### Brano scelto

★ ★ ★

Mirca Carrozzo dichiara che l’abete bianco è il suo albero, il confidente e legge suoi brani.

Salvatore Ritrovato, per poter introdurre il suo intervento, ha perimetrato gli stimoli sul tema e ha citato Arboreto salvatico di Mario Rigoni Stern, spiegando che non è silvatico, né selvatico, ma salvatico per un motivo ben preciso. Cita film e autori importanti, come Primo Levi e uomini che hanno lasciato un’impronta nella storia degli alberi, anche se inascoltati, come Chico Mendez. Graziella Sidoli, oltre a parlare del suo libro Il male dei tigli, coinvolge i presenti nella lettura di alcune poesie, creando un momento di scambio tra di noi.

★ ★ ★

### Dati forniti
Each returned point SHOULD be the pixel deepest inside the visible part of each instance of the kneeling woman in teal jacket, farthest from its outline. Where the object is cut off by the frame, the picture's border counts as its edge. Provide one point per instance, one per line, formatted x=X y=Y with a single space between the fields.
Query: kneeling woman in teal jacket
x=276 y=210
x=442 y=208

★ ★ ★

### Consegna
Nel brano, quale albero Mirca Carrozzo dichiara essere il suo? Rispondi per favore con una frase. L'elenco è materiale a sé, separato dal brano.

### Risposta scritta
Mirca Carrozzo dichiara che il suo albero è l'abete bianco, il suo confidente.